- TASK REQUIREMENTS
Send back all the data below, exactly as given.

- SUPPLIED RECORDS
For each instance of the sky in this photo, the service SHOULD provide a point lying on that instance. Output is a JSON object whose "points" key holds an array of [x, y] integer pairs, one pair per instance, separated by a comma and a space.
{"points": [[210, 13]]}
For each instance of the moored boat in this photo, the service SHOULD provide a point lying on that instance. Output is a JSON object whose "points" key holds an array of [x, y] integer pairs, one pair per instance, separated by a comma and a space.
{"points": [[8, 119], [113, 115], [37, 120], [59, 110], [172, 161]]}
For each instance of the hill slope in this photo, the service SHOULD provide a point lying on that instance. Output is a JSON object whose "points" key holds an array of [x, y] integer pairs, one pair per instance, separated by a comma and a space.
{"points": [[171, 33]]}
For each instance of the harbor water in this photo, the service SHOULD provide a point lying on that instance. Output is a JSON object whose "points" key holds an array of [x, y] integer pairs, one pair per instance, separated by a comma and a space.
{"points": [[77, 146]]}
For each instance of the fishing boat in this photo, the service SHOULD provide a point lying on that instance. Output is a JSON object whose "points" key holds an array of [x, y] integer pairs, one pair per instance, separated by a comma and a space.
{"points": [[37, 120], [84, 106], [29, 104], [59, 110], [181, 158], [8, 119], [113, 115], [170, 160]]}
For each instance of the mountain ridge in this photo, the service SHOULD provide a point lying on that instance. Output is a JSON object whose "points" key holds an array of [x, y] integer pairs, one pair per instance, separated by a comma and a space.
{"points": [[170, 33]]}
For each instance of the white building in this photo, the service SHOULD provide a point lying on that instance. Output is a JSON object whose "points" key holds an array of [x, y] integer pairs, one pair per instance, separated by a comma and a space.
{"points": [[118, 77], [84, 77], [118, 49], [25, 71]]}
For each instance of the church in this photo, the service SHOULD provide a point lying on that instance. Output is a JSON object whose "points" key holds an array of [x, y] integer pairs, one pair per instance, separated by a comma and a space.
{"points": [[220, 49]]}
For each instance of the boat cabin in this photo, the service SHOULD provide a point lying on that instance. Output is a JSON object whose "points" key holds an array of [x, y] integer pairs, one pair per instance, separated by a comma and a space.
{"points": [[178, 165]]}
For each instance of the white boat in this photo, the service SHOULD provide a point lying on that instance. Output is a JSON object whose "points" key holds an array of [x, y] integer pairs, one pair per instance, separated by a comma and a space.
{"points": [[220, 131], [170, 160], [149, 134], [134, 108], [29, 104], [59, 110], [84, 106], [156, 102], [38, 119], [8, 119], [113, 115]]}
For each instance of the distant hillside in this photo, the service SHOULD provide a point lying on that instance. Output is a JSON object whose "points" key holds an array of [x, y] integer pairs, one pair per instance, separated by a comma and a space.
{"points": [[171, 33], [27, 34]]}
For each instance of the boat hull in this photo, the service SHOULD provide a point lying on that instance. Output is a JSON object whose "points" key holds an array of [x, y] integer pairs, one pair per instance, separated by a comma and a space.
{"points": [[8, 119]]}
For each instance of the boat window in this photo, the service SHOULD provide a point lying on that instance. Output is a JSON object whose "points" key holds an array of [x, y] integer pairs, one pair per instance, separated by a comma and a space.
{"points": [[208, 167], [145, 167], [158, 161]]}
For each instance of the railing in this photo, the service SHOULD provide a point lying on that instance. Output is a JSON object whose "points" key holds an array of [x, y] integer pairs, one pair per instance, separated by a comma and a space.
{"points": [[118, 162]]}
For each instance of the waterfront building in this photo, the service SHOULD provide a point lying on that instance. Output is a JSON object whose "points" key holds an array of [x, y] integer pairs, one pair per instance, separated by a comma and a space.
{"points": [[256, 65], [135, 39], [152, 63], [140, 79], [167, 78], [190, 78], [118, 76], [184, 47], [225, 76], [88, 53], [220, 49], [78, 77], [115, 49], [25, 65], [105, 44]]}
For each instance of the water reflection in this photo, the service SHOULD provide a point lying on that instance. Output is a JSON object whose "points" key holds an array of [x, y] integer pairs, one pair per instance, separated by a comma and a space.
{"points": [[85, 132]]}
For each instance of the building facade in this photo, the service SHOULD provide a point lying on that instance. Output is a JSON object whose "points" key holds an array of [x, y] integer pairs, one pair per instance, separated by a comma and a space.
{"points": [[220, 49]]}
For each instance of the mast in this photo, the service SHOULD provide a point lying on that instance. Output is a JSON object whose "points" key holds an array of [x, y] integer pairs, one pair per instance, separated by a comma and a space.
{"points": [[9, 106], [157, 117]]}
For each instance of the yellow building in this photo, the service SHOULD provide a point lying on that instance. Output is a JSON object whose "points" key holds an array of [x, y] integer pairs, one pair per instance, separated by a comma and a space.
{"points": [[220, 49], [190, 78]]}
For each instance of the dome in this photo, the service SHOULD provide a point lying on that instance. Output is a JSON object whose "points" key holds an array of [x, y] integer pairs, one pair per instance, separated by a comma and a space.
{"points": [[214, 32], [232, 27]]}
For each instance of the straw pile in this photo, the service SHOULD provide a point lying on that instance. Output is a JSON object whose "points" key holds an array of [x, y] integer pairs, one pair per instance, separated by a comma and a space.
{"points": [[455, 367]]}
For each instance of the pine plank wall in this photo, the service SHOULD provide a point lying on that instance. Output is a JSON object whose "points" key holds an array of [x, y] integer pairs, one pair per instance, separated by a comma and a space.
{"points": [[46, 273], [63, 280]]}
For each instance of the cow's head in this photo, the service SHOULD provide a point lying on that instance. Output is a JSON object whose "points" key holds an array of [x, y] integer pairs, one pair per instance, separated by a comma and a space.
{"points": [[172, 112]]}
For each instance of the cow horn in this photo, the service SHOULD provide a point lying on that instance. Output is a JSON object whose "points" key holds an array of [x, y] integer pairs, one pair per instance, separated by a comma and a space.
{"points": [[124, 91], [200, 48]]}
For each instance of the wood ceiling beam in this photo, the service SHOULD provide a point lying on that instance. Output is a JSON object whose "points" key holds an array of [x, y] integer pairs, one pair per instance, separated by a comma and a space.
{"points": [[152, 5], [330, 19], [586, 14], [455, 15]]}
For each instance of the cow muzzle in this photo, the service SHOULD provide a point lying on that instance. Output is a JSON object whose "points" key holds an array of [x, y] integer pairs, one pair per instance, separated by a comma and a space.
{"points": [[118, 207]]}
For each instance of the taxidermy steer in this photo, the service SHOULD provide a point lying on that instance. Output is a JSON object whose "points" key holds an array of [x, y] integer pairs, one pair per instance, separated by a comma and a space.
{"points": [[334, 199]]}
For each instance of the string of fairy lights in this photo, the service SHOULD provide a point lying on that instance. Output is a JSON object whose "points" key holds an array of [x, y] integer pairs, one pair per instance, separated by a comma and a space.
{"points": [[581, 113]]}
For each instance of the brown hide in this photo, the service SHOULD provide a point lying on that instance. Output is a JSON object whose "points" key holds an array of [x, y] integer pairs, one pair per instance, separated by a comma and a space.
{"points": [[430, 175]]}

- TASK SOLUTION
For each instance of the sky in this photo, the service SHOULD provide a point lying on that instance. Output is a JSON object whose "points" key holds an array of [x, y] integer pairs, one pair per instance, separated by a comma and a space.
{"points": [[210, 13]]}
For each instance of the moored boat in this photo, the service SHOULD provide a point lying on that instance. Output is a JSON object whose "points" key holds an array of [x, y] integer pairs, one pair per instance, separated by a comma and a space.
{"points": [[8, 119], [113, 115], [37, 120], [59, 110], [172, 161]]}
For each instance of the hill slope in this photo, the service SHOULD provide a point lying on that instance. Output is a JSON object whose "points" key holds an array of [x, y] integer pairs, one pair per instance, separated by a comma and a space.
{"points": [[171, 33]]}
For each instance of the harbor water in this photo, the service SHOULD provide a point lying on that instance. Output is a JSON object whose "points" key holds an array of [x, y] integer pairs, one pair per instance, separated by a comma and a space.
{"points": [[77, 146]]}
For each instance of the fishing boat in this photo, the service SHOULD provide a point lying on that instance. Output is a JSON object whose "points" key holds an array of [x, y] integer pairs, one pair per instance, separated by a comma and a space.
{"points": [[37, 120], [84, 106], [29, 104], [59, 110], [181, 158], [8, 119], [113, 115], [170, 160]]}
For each instance of the mountain ridge in this photo, the service SHOULD provide a point lying on that instance. Output is a JSON object whose "points" key holds an array of [x, y] integer pairs, one pair per instance, separated by a comma and a space.
{"points": [[170, 33]]}
For each instance of the white building in this photo, the service SHOULD provide a point lying on that instance. Output is a JSON object whose "points" key holds an array of [x, y] integer pairs, one pair per instance, separated by a comma and a space.
{"points": [[118, 77], [84, 77], [118, 49], [25, 71]]}
For each instance of the church in this photo, the service SHOULD provide a point lying on that instance. Output is a JSON object whose "points" key holds an array of [x, y] integer pairs, one pair per instance, separated by a comma and a space.
{"points": [[220, 49]]}
For each instance of the boat cabin in this photo, the service SHOULD provide a point lying on that instance. Output is a JSON object whose "points" key holds an array of [x, y] integer pairs, one pair per instance, separated by a comma and a space.
{"points": [[178, 165]]}
For each instance of the white boat in this photo, the service SHOULD provide a point lying on that instance. Output is a JSON object whose "points" key holds an array of [x, y] integer pairs, one pair per instance, separated by a comma and a space.
{"points": [[220, 131], [170, 160], [149, 134], [134, 108], [29, 104], [59, 110], [84, 106], [156, 102], [38, 119], [8, 119], [113, 115]]}
For each instance of the distant hillside in this photo, the service SHOULD provide a point lying on that instance. Output is a JSON object whose "points" key holds an array of [x, y] integer pairs, one pair per instance, separated by a comma and a space.
{"points": [[171, 33], [27, 34]]}
For each instance of the boat hull in this photo, the service SHOULD provide a point lying on that instance. Output is a JSON object whose "points" key holds an array of [x, y] integer pairs, one pair per instance, separated by a comma and a space.
{"points": [[8, 119]]}
For each instance of the boat window in this photo, the service SHOULD provide a point lying on that instance. Output is a JSON object whose "points" key holds an array of [x, y] integer pairs, one pair per instance, separated by a comma and a space.
{"points": [[208, 167], [145, 167], [158, 161]]}
For each instance of the railing in this photo, the service SHOULD provide a point lying on that instance. Output is a JSON object whose "points" key holds an array of [x, y] integer pairs, one pair per instance, separated by a comma and a space.
{"points": [[118, 162]]}
For each instance of the waterfront building in this photo, the service SHOULD provide a point lying on that instance. Output is a JSON object whose "points" key holds an array of [x, y] integer pairs, one pair per instance, separated by a comma and a space.
{"points": [[256, 65], [135, 39], [152, 63], [140, 79], [167, 78], [190, 78], [118, 76], [184, 47], [225, 76], [88, 53], [220, 49], [78, 77], [115, 49], [25, 65], [105, 44]]}
For each instance of the water reflection in this photo, the service SHOULD provide a point lying on that instance. Output is a JSON object whose "points" key holds an array of [x, y] integer pairs, one pair per instance, separated by a comma and a space.
{"points": [[85, 132]]}
For each instance of the building facade in this photo, the service SHOULD provide a point lying on that instance. Output is a JSON object whose "points" key holds an array of [x, y] integer pairs, one pair per instance, separated by a comma and a space.
{"points": [[220, 49]]}
For each instance of the mast in this photo, the service SHOULD provide a point lying on that instance. Output is a JSON object whose "points" key holds an array of [x, y] integer pairs, one pair per instance, separated by a comma and a space.
{"points": [[9, 106], [157, 117]]}
For each instance of the yellow building in this photo, the service SHOULD provide a point lying on that instance. Output is a JSON object whose "points" key holds an array of [x, y] integer pairs, one pair per instance, separated by a comma and a space.
{"points": [[220, 49], [190, 78]]}
For each instance of the dome in this photo, the service SHOULD provide a point lying on that instance. Output is a JSON object whose "points" key holds an array of [x, y] integer pairs, one pair per instance, separated by a comma and a space.
{"points": [[214, 32], [232, 27]]}
For each instance of the straw pile in this photo, the service SHOULD provide a point lying on that instance. Output is a JSON object whose "points" key holds an array of [x, y] integer pairs, one pair per instance, separated by a comma and a space.
{"points": [[455, 367]]}
For each instance of the pine plank wall in this photo, the service SHOULD provide a point lying on that instance. Output is a JSON object whose "points" key holds an array of [x, y] integer pairs, one pair per instance, separated by a comma and a space.
{"points": [[46, 273], [63, 280]]}
For each instance of the cow's head in this photo, the service SHOULD provide a point lying on that instance. Output is a JSON object whose "points" key holds an array of [x, y] integer pairs, one pair per instance, separated by a comma and a space.
{"points": [[172, 112]]}
For each instance of the cow horn in this photo, the service SHOULD provide a point lying on that instance. Output is a JSON object whose "points" key holds an array of [x, y] integer pairs, one pair per instance, separated by a comma and a space.
{"points": [[124, 91], [200, 48]]}
For each instance of the wood ceiling beam in this photo, the service SHOULD provide a point lying on that instance. Output is a JSON object whose "points" key holds an array of [x, y] integer pairs, one pair per instance, separated by a comma and a space.
{"points": [[152, 5], [330, 19], [586, 14], [455, 15]]}
For each instance of the cow muzzle in this photo, the service SHOULD provide a point lying on that instance. Output is a JSON object whose "points" key holds an array of [x, y] integer pairs, one pair per instance, separated by a comma and a space.
{"points": [[118, 207]]}
For each instance of the taxidermy steer in this photo, the service SHOULD provide a point lying on that instance. Output is a JSON object whose "points" key holds an array of [x, y] integer pairs, one pair per instance, separated by a comma and a space.
{"points": [[334, 199]]}
For each instance of the string of fairy lights in this photo, the service SHOULD provide a point lying on that instance. Output is a JSON object whose "points" key holds an array of [x, y] integer pairs, one pair per instance, separated by a comma and a space.
{"points": [[581, 113]]}
For each instance of the brown hide in this photo, the service SHOULD provide a point lying on that instance. Output is a JSON object whose "points" key holds an array of [x, y] integer pairs, one pair per instance, separated by a comma and a space.
{"points": [[430, 175]]}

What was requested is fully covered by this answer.